■ Trecho do documento:
⟨

Recorrido: Secretário para a Segurança.
Assunto: Erro da Administração na notificação de acto administrativo relativamente à recorribilidade contenciosa. N.º 6 do artigo 111.º do Código de Processo Civil. Rectificação de actuação em face de erro da Administração. Recurso hierárquico necessário.
Data da Sessão: 4 de Abril de 2019.
Juízes: Viriato Manuel Pinheiro de Lima (Relator), Song Man Lei e Sam Hou Fai.
SUMÁRIO:
I – O disposto no n.º 6 do artigo 111.º do Código de Processo Civil constitui um princípio geral aplicável não só às secretarias judiciais, mas também aos serviços administrativos encarregados das notificações de actos administrativos susceptíveis de impugnação.
II - É pressuposto da norma do n.º 6 do artigo 111.º do Código de Processo Civil e do princípio que se funda neste, que o interessado foi lesado num direito.
III – Cabendo legalmente à Administração, que notifica um particular de um acto administrativo, indicar se o acto é impugnável, perante que órgão e em que prazo, nos termos do artigo 70.º do Código do Procedimento Administrativo, se aquela fornece indicações erradas quanto à recorribilidade contenciosa do acto, que levam o particular a actuar erradamente, recorrendo contenciosamente e não hierarquicamente, como devia, há que conceder a possibilidade de o interessado rectificar a sua impugnação.
IV – Estando o acto administrativo sujeito a recurso hierárquico necessário (e não a recurso contencioso, como o particular fora notificado pela Administração), pode o particular interpor o recurso hierárquico necessário no prazo legal de interposição destas impugnações, a contar da decisão definitiva no sentido da necessidade de tal impugnação necessária.
O Relator,
Viriato Manuel Pinheiro de Lima

ACORDAM NO TRIBUNAL DE ÚLTIMA INSTÂNCIA DA REGIÃO ADMINISTRATIVA ESPECIAL DE MACAU:

I – Relatório
A interpôs recurso contencioso de anulação do despacho de 20 de Junho de 2016, do Secretário para a Segurança, que negou provimento ao recurso hierárquico interposto da decisão do Comandante do Corpo de Polícia de Segurança Pública, que indeferiu a concessão de licença de uso e porte de arma de defesa.

⟩

■ Secção de dados:

⟨

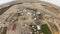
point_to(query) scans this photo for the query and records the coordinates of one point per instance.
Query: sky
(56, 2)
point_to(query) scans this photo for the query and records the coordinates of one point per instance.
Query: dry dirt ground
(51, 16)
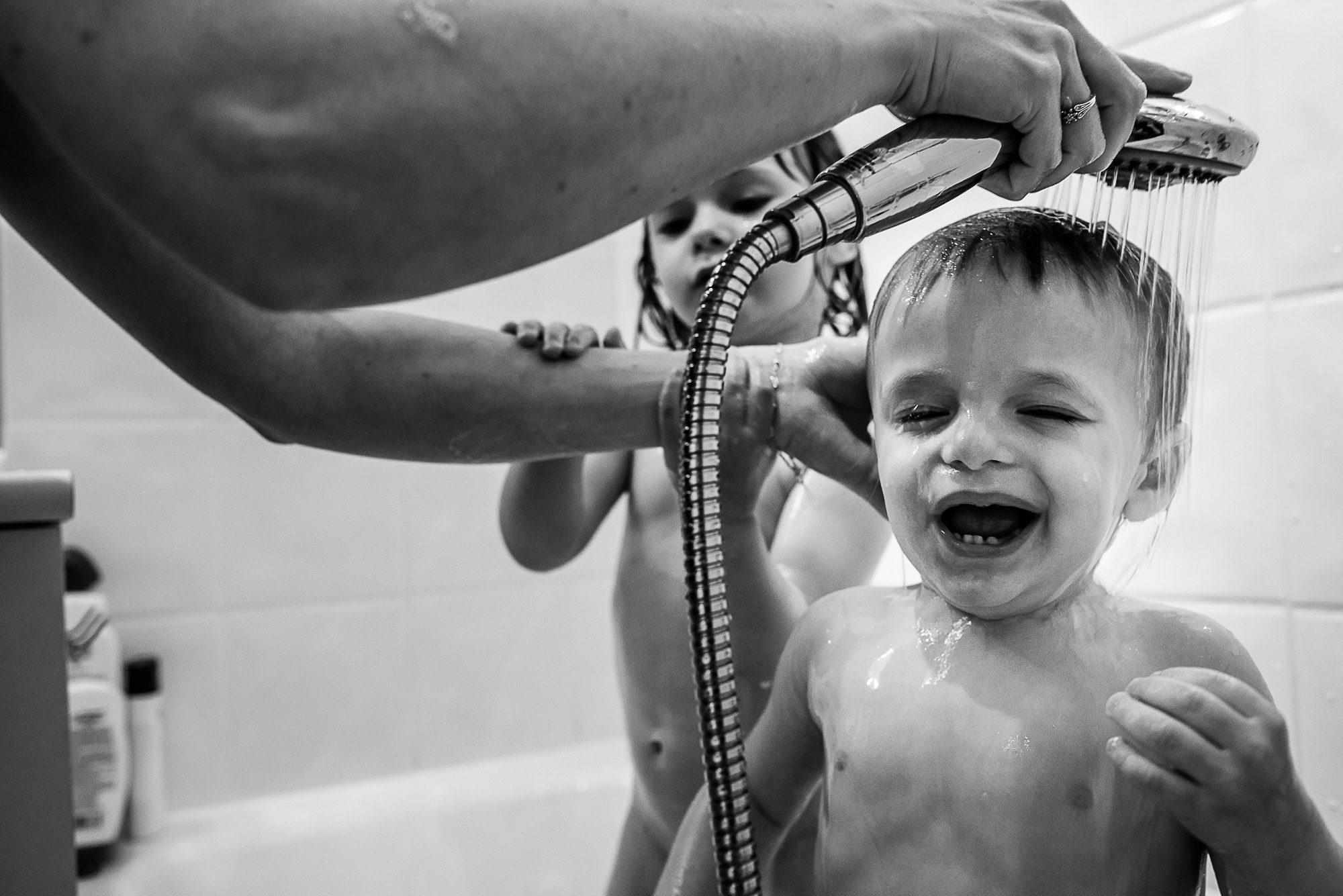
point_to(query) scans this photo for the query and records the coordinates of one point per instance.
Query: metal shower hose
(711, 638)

⟩
⟨

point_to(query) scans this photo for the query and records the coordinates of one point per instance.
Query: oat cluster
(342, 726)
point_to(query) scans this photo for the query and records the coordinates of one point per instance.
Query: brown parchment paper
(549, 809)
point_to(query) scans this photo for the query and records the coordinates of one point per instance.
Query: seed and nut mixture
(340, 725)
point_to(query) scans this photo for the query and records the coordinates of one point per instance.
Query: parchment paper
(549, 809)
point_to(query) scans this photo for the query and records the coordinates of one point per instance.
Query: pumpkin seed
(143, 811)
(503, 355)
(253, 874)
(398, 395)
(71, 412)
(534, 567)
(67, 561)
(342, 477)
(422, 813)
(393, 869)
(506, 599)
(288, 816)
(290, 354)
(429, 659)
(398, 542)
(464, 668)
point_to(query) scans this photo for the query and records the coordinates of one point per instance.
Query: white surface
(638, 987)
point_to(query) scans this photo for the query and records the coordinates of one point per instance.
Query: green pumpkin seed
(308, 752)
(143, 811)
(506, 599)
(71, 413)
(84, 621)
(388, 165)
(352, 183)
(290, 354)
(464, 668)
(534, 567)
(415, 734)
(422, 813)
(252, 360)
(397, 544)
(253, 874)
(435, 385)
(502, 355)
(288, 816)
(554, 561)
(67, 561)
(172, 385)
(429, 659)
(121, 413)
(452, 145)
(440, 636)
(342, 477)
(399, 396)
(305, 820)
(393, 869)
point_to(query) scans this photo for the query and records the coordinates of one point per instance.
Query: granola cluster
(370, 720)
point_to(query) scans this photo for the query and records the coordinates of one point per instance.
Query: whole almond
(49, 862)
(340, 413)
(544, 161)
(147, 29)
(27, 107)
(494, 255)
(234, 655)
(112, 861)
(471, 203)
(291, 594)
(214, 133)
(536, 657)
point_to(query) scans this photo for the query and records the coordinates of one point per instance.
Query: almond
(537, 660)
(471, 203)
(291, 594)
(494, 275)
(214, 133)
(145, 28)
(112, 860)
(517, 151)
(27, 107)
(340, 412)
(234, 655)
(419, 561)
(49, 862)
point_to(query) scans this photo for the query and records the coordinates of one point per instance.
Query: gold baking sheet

⟩

■ Enunciado da tarefa: Reproduza o trecho a partir das palavras "Assunto: Erro da" e termine após "lesado num direito.", substituindo "Código de Processo Civil" por "CPC".

■ Resultado abaixo:
Assunto: Erro da Administração na notificação de acto administrativo relativamente à recorribilidade contenciosa. N.º 6 do artigo 111.º do CPC. Rectificação de actuação em face de erro da Administração. Recurso hierárquico necessário.
Data da Sessão: 4 de Abril de 2019.
Juízes: Viriato Manuel Pinheiro de Lima (Relator), Song Man Lei e Sam Hou Fai.
SUMÁRIO:
I – O disposto no n.º 6 do artigo 111.º do CPC constitui um princípio geral aplicável não só às secretarias judiciais, mas também aos serviços administrativos encarregados das notificações de actos administrativos susceptíveis de impugnação.
II - É pressuposto da norma do n.º 6 do artigo 111.º do CPC e do princípio que se funda neste, que o interessado foi lesado num direito.